Stored data entries:
━━━━━━━━━━

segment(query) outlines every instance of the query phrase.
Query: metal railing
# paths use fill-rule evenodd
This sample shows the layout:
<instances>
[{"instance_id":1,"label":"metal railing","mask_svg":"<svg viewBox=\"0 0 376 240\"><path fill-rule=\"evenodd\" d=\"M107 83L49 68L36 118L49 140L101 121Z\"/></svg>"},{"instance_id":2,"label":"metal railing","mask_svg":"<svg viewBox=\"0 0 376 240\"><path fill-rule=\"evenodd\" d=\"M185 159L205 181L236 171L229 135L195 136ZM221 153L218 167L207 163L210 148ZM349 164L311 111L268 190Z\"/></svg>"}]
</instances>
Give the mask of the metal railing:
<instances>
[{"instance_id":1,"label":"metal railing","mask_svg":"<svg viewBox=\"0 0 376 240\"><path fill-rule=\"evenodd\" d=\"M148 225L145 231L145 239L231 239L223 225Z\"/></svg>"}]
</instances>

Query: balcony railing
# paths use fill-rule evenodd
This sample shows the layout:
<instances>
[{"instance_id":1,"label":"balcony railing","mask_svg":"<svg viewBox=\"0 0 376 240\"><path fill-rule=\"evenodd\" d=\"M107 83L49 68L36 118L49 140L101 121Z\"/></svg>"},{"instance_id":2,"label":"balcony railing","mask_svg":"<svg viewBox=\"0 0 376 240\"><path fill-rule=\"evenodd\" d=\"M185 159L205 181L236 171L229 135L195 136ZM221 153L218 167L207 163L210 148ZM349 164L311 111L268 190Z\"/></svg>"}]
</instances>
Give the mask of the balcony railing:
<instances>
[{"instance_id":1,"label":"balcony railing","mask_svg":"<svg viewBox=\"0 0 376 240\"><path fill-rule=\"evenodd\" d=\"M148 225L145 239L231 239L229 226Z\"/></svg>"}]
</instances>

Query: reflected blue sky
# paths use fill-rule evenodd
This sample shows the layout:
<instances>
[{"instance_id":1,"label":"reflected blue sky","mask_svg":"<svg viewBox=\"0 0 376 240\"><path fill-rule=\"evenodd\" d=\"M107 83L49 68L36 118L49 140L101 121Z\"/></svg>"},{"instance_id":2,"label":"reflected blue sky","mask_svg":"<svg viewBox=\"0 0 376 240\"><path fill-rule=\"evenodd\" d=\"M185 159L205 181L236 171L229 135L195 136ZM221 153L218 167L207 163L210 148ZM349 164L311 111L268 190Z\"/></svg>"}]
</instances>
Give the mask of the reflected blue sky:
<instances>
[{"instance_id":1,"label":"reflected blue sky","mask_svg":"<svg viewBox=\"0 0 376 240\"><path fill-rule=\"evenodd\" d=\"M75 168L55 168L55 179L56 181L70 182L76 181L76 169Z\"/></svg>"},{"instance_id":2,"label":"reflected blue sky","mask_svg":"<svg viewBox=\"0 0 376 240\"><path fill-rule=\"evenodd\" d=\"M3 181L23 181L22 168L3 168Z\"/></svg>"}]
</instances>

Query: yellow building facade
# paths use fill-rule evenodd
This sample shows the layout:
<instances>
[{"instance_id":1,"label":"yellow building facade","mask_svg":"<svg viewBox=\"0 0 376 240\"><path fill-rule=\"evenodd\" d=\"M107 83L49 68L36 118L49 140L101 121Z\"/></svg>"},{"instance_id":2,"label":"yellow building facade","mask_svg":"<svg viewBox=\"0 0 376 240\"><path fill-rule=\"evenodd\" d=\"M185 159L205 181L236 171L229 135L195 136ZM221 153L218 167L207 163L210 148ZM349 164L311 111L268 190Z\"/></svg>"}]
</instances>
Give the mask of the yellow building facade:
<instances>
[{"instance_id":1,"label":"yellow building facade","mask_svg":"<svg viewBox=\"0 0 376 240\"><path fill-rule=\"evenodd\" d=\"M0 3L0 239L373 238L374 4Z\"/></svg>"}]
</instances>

━━━━━━━━━━

## Exercise details
An exact copy of every record is needed.

## Task answer
segment(query) outlines every instance of the query phrase.
Query: metal railing
# paths use fill-rule evenodd
This sample shows the layout:
<instances>
[{"instance_id":1,"label":"metal railing","mask_svg":"<svg viewBox=\"0 0 376 240\"><path fill-rule=\"evenodd\" d=\"M107 83L49 68L36 118L49 140L101 121Z\"/></svg>"},{"instance_id":2,"label":"metal railing","mask_svg":"<svg viewBox=\"0 0 376 240\"><path fill-rule=\"evenodd\" d=\"M185 159L205 181L236 171L229 135L195 136ZM221 153L218 167L207 163L210 148ZM349 164L311 111L268 190Z\"/></svg>"}]
</instances>
Give the mask of the metal railing:
<instances>
[{"instance_id":1,"label":"metal railing","mask_svg":"<svg viewBox=\"0 0 376 240\"><path fill-rule=\"evenodd\" d=\"M148 225L145 231L145 239L231 239L223 225Z\"/></svg>"}]
</instances>

Query: balcony railing
# paths use fill-rule evenodd
This sample shows the layout:
<instances>
[{"instance_id":1,"label":"balcony railing","mask_svg":"<svg viewBox=\"0 0 376 240\"><path fill-rule=\"evenodd\" d=\"M107 83L49 68L36 118L49 140L101 121Z\"/></svg>"},{"instance_id":2,"label":"balcony railing","mask_svg":"<svg viewBox=\"0 0 376 240\"><path fill-rule=\"evenodd\" d=\"M185 159L205 181L236 171L229 135L195 136ZM221 153L218 167L207 163L210 148ZM349 164L311 111L268 190Z\"/></svg>"}]
</instances>
Give the mask of the balcony railing:
<instances>
[{"instance_id":1,"label":"balcony railing","mask_svg":"<svg viewBox=\"0 0 376 240\"><path fill-rule=\"evenodd\" d=\"M148 225L145 239L231 239L229 226Z\"/></svg>"}]
</instances>

Query: reflected blue sky
# paths use fill-rule evenodd
This sample shows the layout:
<instances>
[{"instance_id":1,"label":"reflected blue sky","mask_svg":"<svg viewBox=\"0 0 376 240\"><path fill-rule=\"evenodd\" d=\"M107 83L49 68L36 118L49 140L101 121Z\"/></svg>"},{"instance_id":2,"label":"reflected blue sky","mask_svg":"<svg viewBox=\"0 0 376 240\"><path fill-rule=\"evenodd\" d=\"M185 159L205 181L236 171L229 135L195 136ZM221 153L218 167L207 163L210 148ZM349 164L311 111L268 190Z\"/></svg>"}]
</instances>
Give the mask of the reflected blue sky:
<instances>
[{"instance_id":1,"label":"reflected blue sky","mask_svg":"<svg viewBox=\"0 0 376 240\"><path fill-rule=\"evenodd\" d=\"M75 168L55 168L55 179L56 181L70 182L76 181L76 169Z\"/></svg>"},{"instance_id":2,"label":"reflected blue sky","mask_svg":"<svg viewBox=\"0 0 376 240\"><path fill-rule=\"evenodd\" d=\"M3 181L23 181L22 168L3 168Z\"/></svg>"}]
</instances>

Query: yellow building facade
# paths use fill-rule evenodd
This sample shows the layout:
<instances>
[{"instance_id":1,"label":"yellow building facade","mask_svg":"<svg viewBox=\"0 0 376 240\"><path fill-rule=\"evenodd\" d=\"M107 83L49 68L36 118L49 140L101 121Z\"/></svg>"},{"instance_id":2,"label":"yellow building facade","mask_svg":"<svg viewBox=\"0 0 376 240\"><path fill-rule=\"evenodd\" d=\"M185 159L205 181L236 171L229 135L195 136ZM221 153L218 167L207 163L210 148ZM349 164L311 111L268 190Z\"/></svg>"}]
</instances>
Give the mask of the yellow building facade:
<instances>
[{"instance_id":1,"label":"yellow building facade","mask_svg":"<svg viewBox=\"0 0 376 240\"><path fill-rule=\"evenodd\" d=\"M0 3L0 239L373 238L374 4Z\"/></svg>"}]
</instances>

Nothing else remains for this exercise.